→ **Selected extract**:
----

Procedure
Percutaneous Coronary Intervention / Coronary Stenting
What it is
Opening a blocked artery, mechanically.
Percutaneous coronary intervention (PCI) is the treatment performed when coronary angiography reveals a significant blockage that warrants opening. A balloon-tipped catheter is advanced to the blockage, the balloon is inflated to compress the plaque against the vessel wall, and in most cases a drug-eluting stent — a small expandable metal scaffold — is placed to keep the artery open. The procedure restores blood flow to the heart muscle downstream of the blockage and dramatically improves symptoms in patients with limiting angina.
We coordinate; we do not perform in-office.
PCI is a hospital procedure performed by interventional cardiologists in a cath lab — typically immediately following diagnostic angiography when a treatable blockage is found. Dr. Kedan does not perform PCI himself; he coordinates the referral to a trusted interventional colleague at Cedars-Sinai or another major Los Angeles institution and remains involved through every step of the longitudinal pre- and post-procedure care.
Symptomatic blockages, or stabilization after a heart attack.

----

[Source data]

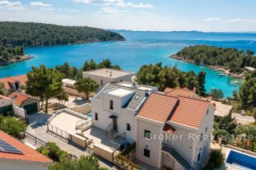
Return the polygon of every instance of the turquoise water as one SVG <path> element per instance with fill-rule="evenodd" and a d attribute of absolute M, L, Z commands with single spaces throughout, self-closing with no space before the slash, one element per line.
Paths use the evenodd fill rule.
<path fill-rule="evenodd" d="M 138 71 L 144 64 L 174 65 L 183 70 L 206 72 L 207 91 L 221 89 L 225 96 L 231 96 L 238 86 L 230 84 L 234 79 L 230 77 L 218 77 L 218 72 L 203 66 L 186 63 L 170 58 L 185 46 L 206 44 L 220 47 L 236 47 L 240 49 L 256 51 L 256 34 L 202 34 L 202 33 L 166 33 L 166 32 L 130 32 L 119 31 L 127 41 L 100 42 L 74 45 L 26 48 L 26 53 L 34 58 L 7 66 L 0 67 L 0 77 L 24 74 L 32 65 L 40 64 L 47 66 L 62 65 L 68 61 L 71 65 L 81 67 L 86 59 L 93 58 L 97 62 L 110 58 L 114 64 L 123 69 Z M 240 81 L 239 81 L 240 82 Z"/>

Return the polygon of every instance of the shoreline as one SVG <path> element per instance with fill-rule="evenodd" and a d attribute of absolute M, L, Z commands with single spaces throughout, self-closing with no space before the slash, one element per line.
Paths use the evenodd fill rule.
<path fill-rule="evenodd" d="M 194 63 L 193 61 L 185 60 L 181 57 L 178 57 L 176 54 L 172 54 L 172 55 L 169 56 L 169 57 L 174 58 L 174 59 L 176 59 L 176 60 L 179 60 L 179 61 L 185 61 L 185 62 L 189 62 L 189 63 L 191 63 L 191 64 L 198 65 L 198 64 Z M 235 78 L 235 79 L 245 79 L 245 76 L 246 76 L 246 73 L 245 72 L 243 72 L 242 73 L 230 73 L 229 69 L 226 69 L 224 67 L 220 66 L 220 65 L 198 65 L 207 67 L 207 68 L 209 68 L 209 69 L 210 69 L 212 70 L 214 70 L 214 71 L 223 72 L 226 76 L 230 76 L 230 77 L 231 77 L 233 78 Z"/>
<path fill-rule="evenodd" d="M 8 65 L 25 61 L 26 60 L 30 60 L 34 58 L 34 57 L 30 55 L 20 56 L 20 59 L 12 59 L 10 61 L 0 61 L 0 66 L 6 66 Z"/>

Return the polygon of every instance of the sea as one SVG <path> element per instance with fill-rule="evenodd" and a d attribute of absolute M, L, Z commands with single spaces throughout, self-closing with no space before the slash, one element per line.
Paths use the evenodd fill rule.
<path fill-rule="evenodd" d="M 122 69 L 137 72 L 142 65 L 162 62 L 163 65 L 177 65 L 182 71 L 194 70 L 206 73 L 206 89 L 220 89 L 225 97 L 238 90 L 242 81 L 228 76 L 218 76 L 221 72 L 206 67 L 170 58 L 170 56 L 182 48 L 193 45 L 209 45 L 219 47 L 238 48 L 256 52 L 256 33 L 202 33 L 198 31 L 129 31 L 114 30 L 124 36 L 126 41 L 87 43 L 70 45 L 27 47 L 27 55 L 33 59 L 0 67 L 0 77 L 26 74 L 31 66 L 46 65 L 54 67 L 69 62 L 81 68 L 86 60 L 100 62 L 110 59 Z M 238 85 L 230 85 L 238 81 Z"/>

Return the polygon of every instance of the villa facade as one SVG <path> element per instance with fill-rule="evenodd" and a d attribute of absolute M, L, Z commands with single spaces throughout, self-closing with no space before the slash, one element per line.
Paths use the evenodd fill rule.
<path fill-rule="evenodd" d="M 98 69 L 82 73 L 82 77 L 90 77 L 99 85 L 97 91 L 102 89 L 108 83 L 118 83 L 122 81 L 131 82 L 135 73 L 114 69 Z"/>
<path fill-rule="evenodd" d="M 129 145 L 136 140 L 135 115 L 155 87 L 132 83 L 107 84 L 92 100 L 92 122 L 110 138 L 125 134 Z"/>
<path fill-rule="evenodd" d="M 136 159 L 157 168 L 198 169 L 210 153 L 215 108 L 207 101 L 122 82 L 107 84 L 91 104 L 93 126 L 111 139 L 125 134 L 120 144 L 136 142 Z"/>

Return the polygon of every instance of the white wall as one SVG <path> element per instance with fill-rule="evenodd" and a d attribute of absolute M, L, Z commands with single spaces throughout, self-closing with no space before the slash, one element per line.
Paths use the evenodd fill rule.
<path fill-rule="evenodd" d="M 126 109 L 122 109 L 121 117 L 118 119 L 118 131 L 121 133 L 126 132 L 127 142 L 132 144 L 136 140 L 135 113 Z M 126 125 L 130 124 L 130 131 L 126 130 Z"/>
<path fill-rule="evenodd" d="M 122 100 L 120 97 L 102 93 L 103 109 L 119 114 L 121 113 Z M 110 100 L 113 101 L 113 109 L 110 109 Z"/>
<path fill-rule="evenodd" d="M 195 151 L 195 156 L 194 156 L 194 162 L 198 162 L 198 156 L 201 152 L 201 156 L 199 160 L 199 164 L 202 164 L 205 161 L 205 158 L 208 154 L 210 154 L 210 136 L 211 132 L 213 129 L 214 125 L 214 108 L 212 106 L 211 104 L 208 106 L 208 114 L 206 113 L 202 121 L 201 125 L 198 130 L 198 134 L 202 134 L 204 136 L 209 136 L 210 139 L 203 139 L 201 140 L 197 140 L 196 143 L 196 151 Z M 207 127 L 207 131 L 206 132 L 206 128 Z M 204 149 L 205 148 L 205 149 Z M 200 151 L 201 148 L 201 151 Z"/>
<path fill-rule="evenodd" d="M 0 159 L 1 170 L 47 170 L 50 164 L 50 163 Z"/>
<path fill-rule="evenodd" d="M 22 117 L 22 118 L 26 118 L 26 110 L 23 109 L 22 108 L 19 108 L 18 106 L 14 106 L 14 115 Z"/>
<path fill-rule="evenodd" d="M 121 108 L 121 98 L 109 97 L 110 95 L 105 95 L 103 101 L 96 100 L 91 101 L 91 112 L 93 125 L 105 130 L 106 127 L 113 123 L 113 120 L 109 117 L 115 115 L 118 117 L 118 131 L 121 135 L 126 132 L 127 142 L 132 144 L 135 141 L 135 112 Z M 109 109 L 110 100 L 114 101 L 114 109 Z M 106 107 L 106 108 L 104 108 Z M 98 113 L 98 121 L 95 120 L 95 113 Z M 126 124 L 130 124 L 130 131 L 126 130 Z"/>
<path fill-rule="evenodd" d="M 162 125 L 150 121 L 144 121 L 138 117 L 136 120 L 138 129 L 136 132 L 136 158 L 160 168 L 162 165 L 162 140 L 158 138 L 156 140 L 146 140 L 144 137 L 144 129 L 150 130 L 152 135 L 159 135 L 162 134 Z M 144 156 L 144 148 L 150 150 L 150 158 Z"/>
<path fill-rule="evenodd" d="M 182 128 L 182 127 L 177 127 L 174 125 L 172 126 L 176 129 L 174 135 L 181 136 L 182 138 L 178 140 L 172 140 L 173 148 L 189 163 L 193 165 L 192 161 L 192 152 L 194 140 L 189 140 L 189 133 L 194 133 L 192 130 Z"/>

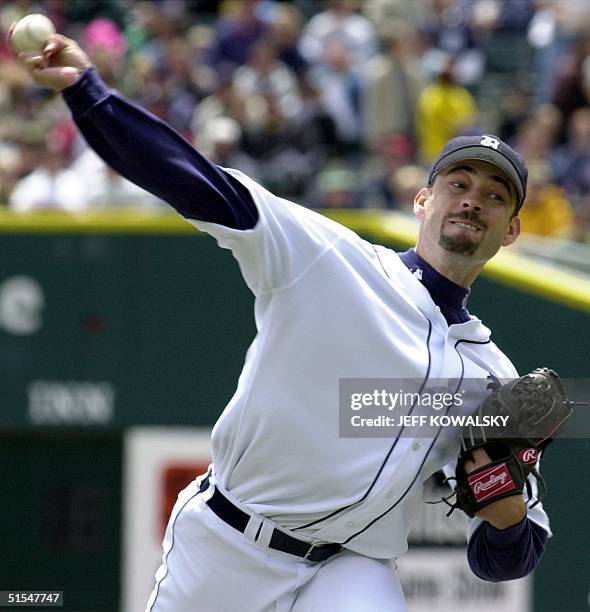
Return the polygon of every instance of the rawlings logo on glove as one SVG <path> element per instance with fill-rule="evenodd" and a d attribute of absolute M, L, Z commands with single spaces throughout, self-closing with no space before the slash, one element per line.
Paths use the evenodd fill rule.
<path fill-rule="evenodd" d="M 448 514 L 459 508 L 468 516 L 475 516 L 499 499 L 522 495 L 525 487 L 531 499 L 529 474 L 538 483 L 538 496 L 530 507 L 539 503 L 546 486 L 536 469 L 537 460 L 563 429 L 574 405 L 567 399 L 559 376 L 548 368 L 533 370 L 490 393 L 475 415 L 508 416 L 509 425 L 502 430 L 469 426 L 461 432 L 455 490 L 441 500 L 451 506 Z M 485 449 L 491 461 L 467 473 L 465 462 L 472 458 L 471 452 L 476 448 Z M 453 496 L 455 503 L 450 504 L 448 500 Z"/>

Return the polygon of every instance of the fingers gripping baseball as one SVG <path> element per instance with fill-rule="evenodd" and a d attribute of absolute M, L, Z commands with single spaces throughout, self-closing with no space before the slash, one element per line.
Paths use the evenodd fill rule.
<path fill-rule="evenodd" d="M 41 51 L 19 52 L 11 41 L 15 26 L 13 23 L 8 32 L 9 45 L 37 85 L 62 91 L 74 85 L 82 72 L 91 66 L 78 44 L 61 34 L 52 35 Z"/>

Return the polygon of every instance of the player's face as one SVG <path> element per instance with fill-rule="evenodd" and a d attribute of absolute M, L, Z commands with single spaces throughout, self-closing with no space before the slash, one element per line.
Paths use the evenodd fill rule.
<path fill-rule="evenodd" d="M 444 251 L 485 262 L 518 237 L 515 204 L 514 186 L 499 168 L 479 160 L 455 164 L 416 196 L 419 244 L 435 257 Z"/>

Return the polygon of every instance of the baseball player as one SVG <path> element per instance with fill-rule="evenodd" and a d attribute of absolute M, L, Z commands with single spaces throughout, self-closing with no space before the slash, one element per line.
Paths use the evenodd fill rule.
<path fill-rule="evenodd" d="M 519 235 L 520 155 L 490 135 L 450 141 L 414 200 L 416 248 L 396 253 L 211 164 L 109 90 L 74 41 L 56 35 L 19 59 L 62 92 L 107 163 L 232 252 L 256 298 L 258 333 L 213 429 L 213 463 L 170 517 L 148 612 L 406 610 L 395 559 L 424 481 L 458 443 L 339 437 L 339 380 L 516 376 L 466 302 L 484 264 Z M 465 469 L 489 461 L 479 448 Z M 529 497 L 470 520 L 481 578 L 518 578 L 538 563 L 550 529 Z"/>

----

→ **Exercise set**:
1 – Retype the coronary stenting page word for word, everything from "PCI is a hospital" down to "a heart attack.".
2 – According to the coronary stenting page, what is a drug-eluting stent?
3 – What are the steps of the procedure, as listed on the coronary stenting page?
These records are separate material and have no connection to the coronary stenting page.

→ **Results in order**:
1 –
PCI is a hospital procedure performed by interventional cardiologists in a cath lab — typically immediately following diagnostic angiography when a treatable blockage is found. Dr. Kedan does not perform PCI himself; he coordinates the referral to a trusted interventional colleague at Cedars-Sinai or another major Los Angeles institution and remains involved through every step of the longitudinal pre- and post-procedure care.
Symptomatic blockages, or stabilization after a heart attack.

2 – A small expandable metal scaffold.

3 –
- A balloon-tipped catheter is advanced to the blockage.
- The balloon is inflated to compress the plaque against the vessel wall.
- In most cases, a drug-eluting stent is placed to keep the artery open.